TASK STATEMENT -> Locate the line that contains "Keypoint placement rule: for each instance of the apartment" in the entries below. Retype it and all following lines through the final one, character for character.

━━━ TASK MATERIAL ━━━

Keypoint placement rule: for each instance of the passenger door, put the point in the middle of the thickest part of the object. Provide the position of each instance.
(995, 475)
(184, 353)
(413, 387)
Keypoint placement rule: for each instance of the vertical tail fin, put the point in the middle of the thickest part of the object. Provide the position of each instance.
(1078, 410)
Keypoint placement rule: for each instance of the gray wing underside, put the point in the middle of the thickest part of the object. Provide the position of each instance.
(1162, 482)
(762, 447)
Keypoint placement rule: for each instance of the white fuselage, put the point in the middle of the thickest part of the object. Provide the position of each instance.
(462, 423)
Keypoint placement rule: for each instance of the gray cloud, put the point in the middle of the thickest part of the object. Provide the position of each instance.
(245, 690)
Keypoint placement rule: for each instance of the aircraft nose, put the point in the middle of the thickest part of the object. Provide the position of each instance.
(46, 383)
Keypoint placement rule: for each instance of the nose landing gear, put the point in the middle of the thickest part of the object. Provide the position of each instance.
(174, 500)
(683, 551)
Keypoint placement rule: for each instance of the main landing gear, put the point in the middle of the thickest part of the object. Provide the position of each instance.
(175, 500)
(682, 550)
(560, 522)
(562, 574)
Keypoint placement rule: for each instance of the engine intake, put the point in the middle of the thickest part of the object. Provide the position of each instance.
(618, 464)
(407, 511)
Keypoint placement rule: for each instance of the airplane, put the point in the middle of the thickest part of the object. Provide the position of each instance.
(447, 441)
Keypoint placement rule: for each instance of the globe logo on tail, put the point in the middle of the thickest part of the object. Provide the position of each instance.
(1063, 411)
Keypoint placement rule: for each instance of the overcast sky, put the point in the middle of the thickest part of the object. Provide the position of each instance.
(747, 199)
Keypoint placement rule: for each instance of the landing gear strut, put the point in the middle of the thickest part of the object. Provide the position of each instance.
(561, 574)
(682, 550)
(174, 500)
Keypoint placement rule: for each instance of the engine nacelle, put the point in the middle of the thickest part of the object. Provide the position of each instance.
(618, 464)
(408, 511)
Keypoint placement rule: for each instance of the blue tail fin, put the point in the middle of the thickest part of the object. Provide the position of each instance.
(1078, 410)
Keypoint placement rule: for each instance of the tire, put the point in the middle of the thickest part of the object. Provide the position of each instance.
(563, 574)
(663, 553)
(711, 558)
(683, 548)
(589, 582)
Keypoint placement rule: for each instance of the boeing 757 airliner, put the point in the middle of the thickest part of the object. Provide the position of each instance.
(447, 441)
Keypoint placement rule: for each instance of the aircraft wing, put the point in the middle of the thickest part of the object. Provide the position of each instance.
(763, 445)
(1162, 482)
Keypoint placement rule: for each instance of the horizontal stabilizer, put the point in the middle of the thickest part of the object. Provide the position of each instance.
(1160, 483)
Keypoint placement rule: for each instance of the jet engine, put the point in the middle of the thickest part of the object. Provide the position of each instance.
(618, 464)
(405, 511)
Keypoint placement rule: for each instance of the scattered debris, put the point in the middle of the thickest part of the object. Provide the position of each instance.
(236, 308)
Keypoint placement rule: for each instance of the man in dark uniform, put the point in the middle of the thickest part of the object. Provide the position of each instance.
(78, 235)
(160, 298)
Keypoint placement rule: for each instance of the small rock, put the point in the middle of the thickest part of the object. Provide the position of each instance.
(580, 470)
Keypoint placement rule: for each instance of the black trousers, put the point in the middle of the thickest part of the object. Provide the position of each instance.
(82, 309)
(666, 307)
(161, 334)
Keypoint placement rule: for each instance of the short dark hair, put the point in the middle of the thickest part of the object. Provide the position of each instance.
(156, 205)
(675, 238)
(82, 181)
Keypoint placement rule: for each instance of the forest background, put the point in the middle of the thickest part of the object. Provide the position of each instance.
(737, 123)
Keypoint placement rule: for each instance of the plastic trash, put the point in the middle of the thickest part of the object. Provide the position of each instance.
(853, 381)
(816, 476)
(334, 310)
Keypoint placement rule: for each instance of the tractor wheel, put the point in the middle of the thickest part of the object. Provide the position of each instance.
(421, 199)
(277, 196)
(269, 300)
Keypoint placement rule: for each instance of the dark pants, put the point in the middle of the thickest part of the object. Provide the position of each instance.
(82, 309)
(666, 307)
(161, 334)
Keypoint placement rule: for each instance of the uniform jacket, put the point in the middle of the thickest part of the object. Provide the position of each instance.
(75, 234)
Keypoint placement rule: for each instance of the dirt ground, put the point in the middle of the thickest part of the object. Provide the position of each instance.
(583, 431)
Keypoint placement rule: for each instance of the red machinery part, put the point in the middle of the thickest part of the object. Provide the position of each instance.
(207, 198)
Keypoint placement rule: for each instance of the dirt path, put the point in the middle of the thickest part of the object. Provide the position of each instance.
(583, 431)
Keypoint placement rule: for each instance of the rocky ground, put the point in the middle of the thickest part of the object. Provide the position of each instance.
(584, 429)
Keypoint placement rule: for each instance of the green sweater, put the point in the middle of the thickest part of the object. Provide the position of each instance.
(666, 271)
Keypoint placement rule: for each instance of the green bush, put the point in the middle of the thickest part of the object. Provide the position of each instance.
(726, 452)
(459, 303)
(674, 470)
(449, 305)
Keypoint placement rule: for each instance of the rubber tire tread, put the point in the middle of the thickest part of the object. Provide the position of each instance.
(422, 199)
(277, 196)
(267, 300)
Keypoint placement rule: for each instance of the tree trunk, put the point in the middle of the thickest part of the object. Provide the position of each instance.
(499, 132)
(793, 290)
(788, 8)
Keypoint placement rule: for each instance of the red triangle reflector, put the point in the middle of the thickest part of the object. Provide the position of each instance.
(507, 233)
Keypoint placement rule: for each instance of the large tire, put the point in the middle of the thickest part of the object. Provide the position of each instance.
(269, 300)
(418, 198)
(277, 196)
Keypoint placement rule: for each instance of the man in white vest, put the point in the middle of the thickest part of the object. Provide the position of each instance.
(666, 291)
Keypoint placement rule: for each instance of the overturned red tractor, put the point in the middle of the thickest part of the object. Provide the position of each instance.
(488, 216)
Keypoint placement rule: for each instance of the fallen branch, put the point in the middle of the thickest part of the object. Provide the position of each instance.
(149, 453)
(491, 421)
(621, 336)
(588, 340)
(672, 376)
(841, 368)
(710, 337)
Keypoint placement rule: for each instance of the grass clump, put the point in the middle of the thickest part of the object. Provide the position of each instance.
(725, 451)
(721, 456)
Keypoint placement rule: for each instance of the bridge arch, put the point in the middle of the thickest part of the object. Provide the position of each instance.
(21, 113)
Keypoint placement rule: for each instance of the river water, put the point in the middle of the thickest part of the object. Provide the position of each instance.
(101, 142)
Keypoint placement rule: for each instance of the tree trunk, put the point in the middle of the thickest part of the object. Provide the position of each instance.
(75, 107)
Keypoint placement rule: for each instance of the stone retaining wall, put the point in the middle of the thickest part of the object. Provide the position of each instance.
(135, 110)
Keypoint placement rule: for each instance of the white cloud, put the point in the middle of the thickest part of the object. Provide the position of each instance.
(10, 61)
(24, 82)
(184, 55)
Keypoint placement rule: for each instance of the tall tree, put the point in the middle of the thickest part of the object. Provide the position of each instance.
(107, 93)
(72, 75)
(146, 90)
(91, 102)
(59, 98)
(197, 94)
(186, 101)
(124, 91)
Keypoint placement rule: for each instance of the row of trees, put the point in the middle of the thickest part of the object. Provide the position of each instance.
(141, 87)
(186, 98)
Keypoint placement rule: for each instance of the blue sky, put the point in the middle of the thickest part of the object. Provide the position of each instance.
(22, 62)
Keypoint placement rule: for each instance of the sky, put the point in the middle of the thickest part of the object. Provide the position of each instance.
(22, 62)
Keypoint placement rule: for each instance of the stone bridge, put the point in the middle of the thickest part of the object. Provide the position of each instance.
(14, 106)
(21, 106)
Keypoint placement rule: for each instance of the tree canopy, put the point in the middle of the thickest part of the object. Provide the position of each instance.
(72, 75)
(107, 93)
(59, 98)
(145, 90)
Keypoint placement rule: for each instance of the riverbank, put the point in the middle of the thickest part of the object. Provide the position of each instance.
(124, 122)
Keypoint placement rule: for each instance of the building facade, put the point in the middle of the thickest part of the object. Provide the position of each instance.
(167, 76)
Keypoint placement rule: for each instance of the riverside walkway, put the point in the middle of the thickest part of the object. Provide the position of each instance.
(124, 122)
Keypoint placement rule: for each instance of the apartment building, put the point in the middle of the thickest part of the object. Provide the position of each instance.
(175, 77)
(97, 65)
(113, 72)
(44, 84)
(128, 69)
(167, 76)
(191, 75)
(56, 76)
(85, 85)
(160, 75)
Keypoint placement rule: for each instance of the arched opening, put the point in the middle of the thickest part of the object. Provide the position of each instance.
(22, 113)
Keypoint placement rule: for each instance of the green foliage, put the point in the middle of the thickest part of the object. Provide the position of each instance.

━━━

WORKED SOLUTION ->
Keypoint placement rule: for each instance of the apartment building, put the point in the middle of the thickest part of the object. Provide the position of each instance.
(175, 77)
(97, 65)
(113, 72)
(44, 84)
(128, 69)
(167, 76)
(191, 75)
(56, 76)
(85, 85)
(160, 75)
Keypoint placement rule: for each instance of the arched opening, put the point in the middle of the thickest part of the object. Provide the position of each instance.
(22, 113)
Keypoint placement rule: for each instance of the green foliage, put the point in the middle of the thickest part of the object. Provide the position of each instance.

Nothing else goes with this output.